● **TASKS**:
A – In the fundraising article, what did Ken Burnett once criticize the writer for?
B – Reproduce word for word the part of the fundraising article between "You may well" and "total case statement.", inclusive.
C – Extend the fundraising article, picking up right after its last sentence.

● **SOURCE EXCERPT**:
Has this 50 year old piece of fundraising ever been bettered?
You may well have seen this ad before, because many experienced fundraisers, including me, believe it hasn’t. It has been analysed before, (see below) but I hope I can give a different perspective.
Ken Burnett once criticised me for being over-analytical. I took it as a great compliment. But if you don’t like minute analysis, stop reading now.
‘Make a blind man see. £10.’
Nearly half the total space. Just six words. Encapsulating the problem, the solution and engaging the potential donor with the possibility of doing something extraordinary. A total case statement.
Let’s just put the figures into perspective. In today’s money, this is asking for over £100. In a single cash gift. For just one person in need. Today, charities compete on price. A £3 text can help change the world. Is this madness going to end?
No weasel words. Not: ‘Help make a blind man see.’ ‘Help us make other people like Asham see.’ ‘With your support, Help the Aged has performed 5,000 such operations: please help us to do more.’
No reference to the success of the charity. Almost nothing about the charity.
At no point is the reader asked to give to Help the Aged. The charity is simply the conduit that enables the donor to change the life of one man.

● **ENTRIES SUPPLIED**:
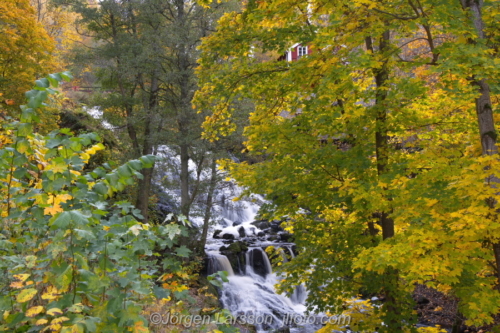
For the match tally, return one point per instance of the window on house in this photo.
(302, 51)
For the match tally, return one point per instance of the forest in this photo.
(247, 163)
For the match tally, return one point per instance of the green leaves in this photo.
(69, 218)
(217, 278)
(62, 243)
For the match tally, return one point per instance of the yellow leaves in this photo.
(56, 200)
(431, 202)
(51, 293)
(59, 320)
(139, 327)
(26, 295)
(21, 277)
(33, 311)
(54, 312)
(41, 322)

==

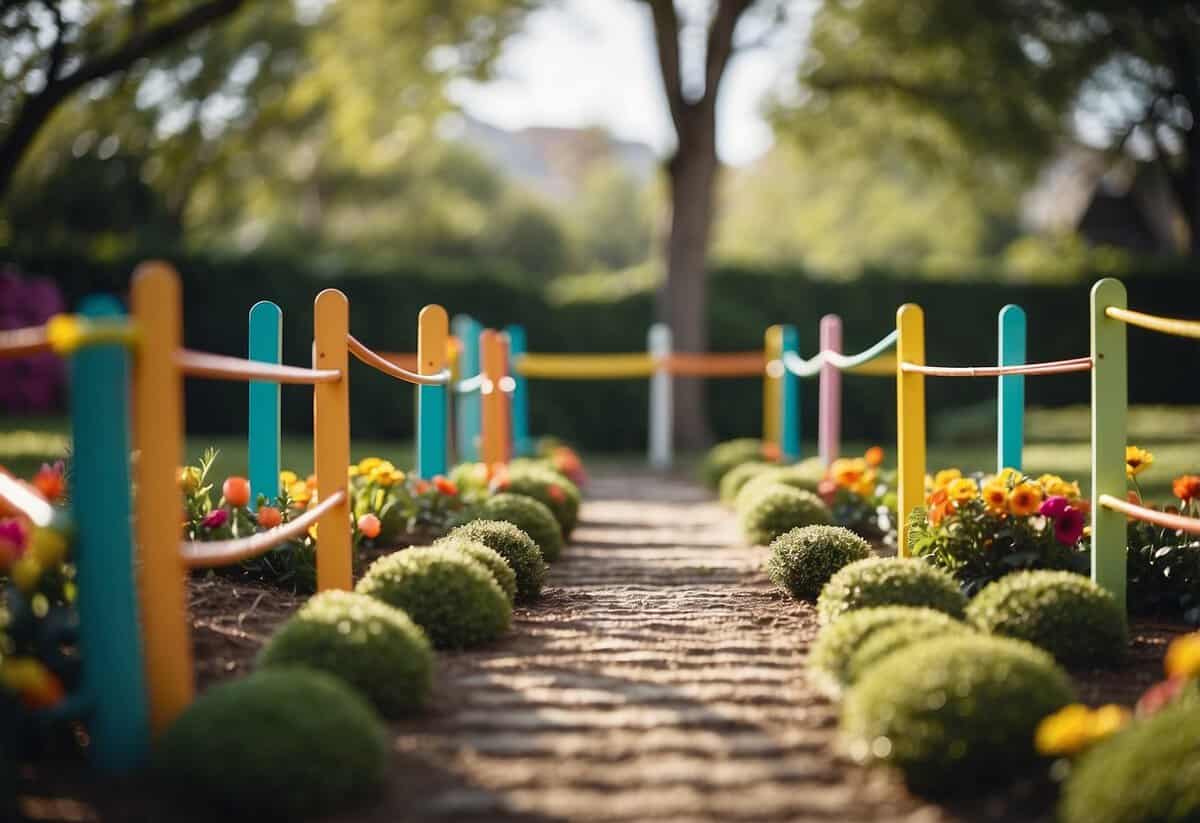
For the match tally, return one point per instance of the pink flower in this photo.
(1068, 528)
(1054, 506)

---

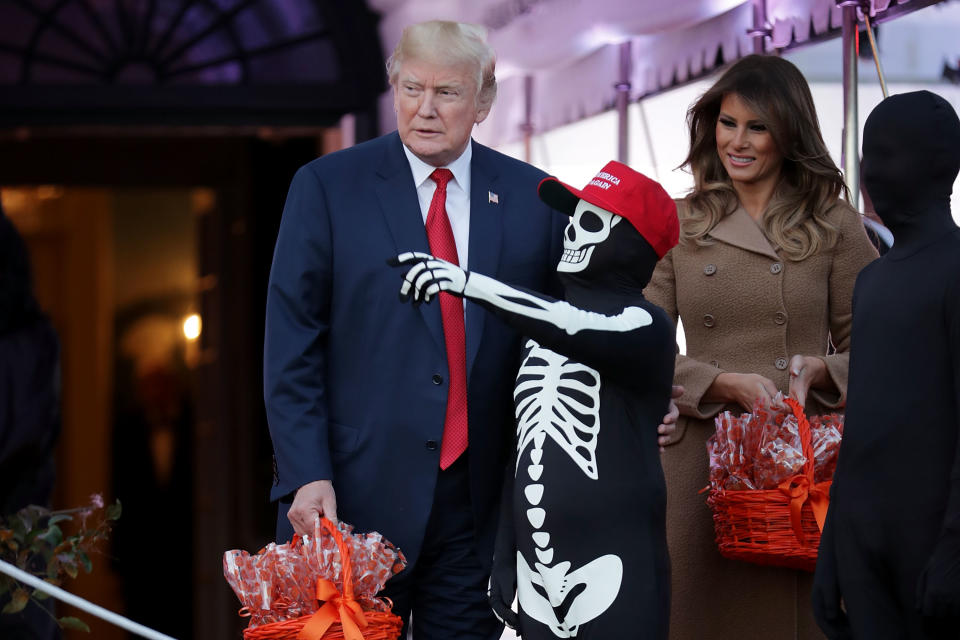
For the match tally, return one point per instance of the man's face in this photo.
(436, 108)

● **WRITTEN ANSWERS**:
A – Being over-analytical.

B –
You may well have seen this ad before, because many experienced fundraisers, including me, believe it hasn’t. It has been analysed before, (see below) but I hope I can give a different perspective.
Ken Burnett once criticised me for being over-analytical. I took it as a great compliment. But if you don’t like minute analysis, stop reading now.
‘Make a blind man see. £10.’
Nearly half the total space. Just six words. Encapsulating the problem, the solution and engaging the potential donor with the possibility of doing something extraordinary. A total case statement.

C –
One person. One need. One solution. One donor engagement.
Cataracts strike thousands of elderly people in India and Africa, leaving them blinded and helpless.
A brief paragraph on the need.
Yet cataracts can be cured by a simple operation that costs as little as £10. (£100)
A brief paragraph on the solution,
Help the Aged are running ophthalmic programmes in India and Africa that are steadily eliminating as many cataracts as we have funds for – nearly 5,000 last year.
A brief paragraph that does a lot.
- On why Help the Aged is the right charity to deliver the solution. (Help the Aged was a new charity then, so needed to demonstrate its credentials.)
- This paragraph also introduces the bigger picture.
- It also, for the first time, gives a sense of urgency, but in an understated way, not a red rubber stamp: ‘URGENT’.
Money is desperately needed to support projects that tackle the root causes of the problem: poverty, bad hygiene, malnutrition.
A brief paragraph on the need for money, both for ‘the blind man’ and in the wider context. But the wider context is not put in a way that would distract from the single-minded proposition of making one blind man see.
And the second reference to urgency. An emotive ‘desperately needed’. Subtle, not in your face.
Please be as generous as you can, as soon as possible, because when blindness is the problem, prevention is the best cure of all.
A brief call to action.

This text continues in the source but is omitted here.